TASK DETAILS -> Below are some records; return each one exactly.
[begin INFORMATION SHOWN]
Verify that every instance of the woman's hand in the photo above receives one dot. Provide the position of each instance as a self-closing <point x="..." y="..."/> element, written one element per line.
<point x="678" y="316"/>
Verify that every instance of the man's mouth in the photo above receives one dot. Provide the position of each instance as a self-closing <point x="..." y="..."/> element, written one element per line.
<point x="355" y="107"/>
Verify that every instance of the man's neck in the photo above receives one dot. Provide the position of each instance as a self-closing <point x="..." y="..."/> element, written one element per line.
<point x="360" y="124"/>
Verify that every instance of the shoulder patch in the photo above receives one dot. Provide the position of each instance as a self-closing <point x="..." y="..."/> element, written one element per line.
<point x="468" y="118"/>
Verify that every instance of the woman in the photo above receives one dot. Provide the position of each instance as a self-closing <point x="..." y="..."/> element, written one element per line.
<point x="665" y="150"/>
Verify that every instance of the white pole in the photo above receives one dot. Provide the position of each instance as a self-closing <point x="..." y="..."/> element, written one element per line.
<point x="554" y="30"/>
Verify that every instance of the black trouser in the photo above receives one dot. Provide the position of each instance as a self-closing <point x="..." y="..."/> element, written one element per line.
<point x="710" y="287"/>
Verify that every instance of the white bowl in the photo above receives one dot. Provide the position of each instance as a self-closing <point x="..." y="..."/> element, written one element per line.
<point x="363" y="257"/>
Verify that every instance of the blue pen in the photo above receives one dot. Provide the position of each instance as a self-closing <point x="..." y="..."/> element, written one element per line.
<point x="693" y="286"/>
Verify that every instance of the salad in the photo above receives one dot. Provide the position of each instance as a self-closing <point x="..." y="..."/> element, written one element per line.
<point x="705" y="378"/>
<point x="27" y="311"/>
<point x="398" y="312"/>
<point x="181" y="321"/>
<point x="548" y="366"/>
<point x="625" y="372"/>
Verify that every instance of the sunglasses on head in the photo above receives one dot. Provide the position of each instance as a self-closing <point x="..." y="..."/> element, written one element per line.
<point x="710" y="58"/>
[end INFORMATION SHOWN]
COMPLETE RESPONSE ->
Verify that every instance of the woman's hand in the photo above receives one dot. Provide the position of each instance as a self-closing <point x="..." y="..."/> element, written one element per line.
<point x="678" y="316"/>
Verify that every instance of the man's mouth in the photo above receives one dot. Provide the position of each instance as a self-closing <point x="..." y="..."/> element, written one element per line.
<point x="355" y="107"/>
Verify that every instance of the man's neck in the photo above receives one dot. Provide the position of each instance as a self-closing <point x="..." y="..."/> element, written one element per line.
<point x="360" y="124"/>
Verify that every instance of the shoulder patch in the photo above receives one dot. Provide the position of each instance as a self-closing <point x="..." y="..."/> element, written one element per line.
<point x="468" y="118"/>
Verify that every instance of the woman in the photo above receives one dot. Provide the position of each instance as a self-closing <point x="..." y="..."/> element, written one element per line.
<point x="665" y="150"/>
Verify that every instance of the white pole in the photo above receives one dot. Provide the position of each instance as a self-closing <point x="..." y="..."/> element, written one element per line.
<point x="554" y="30"/>
Verify that every instance of the black trouser in the photo above receives one dot. Provide the position of each instance as a self-closing <point x="..." y="..."/> element, written one element per line.
<point x="710" y="287"/>
Verify that every instance of the white bowl in the photo above receives one dot. Provide the position of each instance as a self-closing <point x="..." y="..."/> element, written one element per line.
<point x="363" y="257"/>
Verify that every instance of the blue pen in the photo above receives one dot. Provide the position of each instance as a self-closing <point x="..." y="..."/> element, written one element per line.
<point x="693" y="286"/>
Verify that every instance of the salad in the photo above receives one dot. Provide the position of each instance as a self-closing <point x="..." y="..."/> element, written one element per line.
<point x="705" y="378"/>
<point x="27" y="311"/>
<point x="398" y="312"/>
<point x="181" y="321"/>
<point x="548" y="366"/>
<point x="625" y="372"/>
Verify that every instance of the sunglasses on head in the photo above receives one dot. Provide the position of each instance as a self-closing <point x="..." y="..."/> element, written one element per line.
<point x="710" y="58"/>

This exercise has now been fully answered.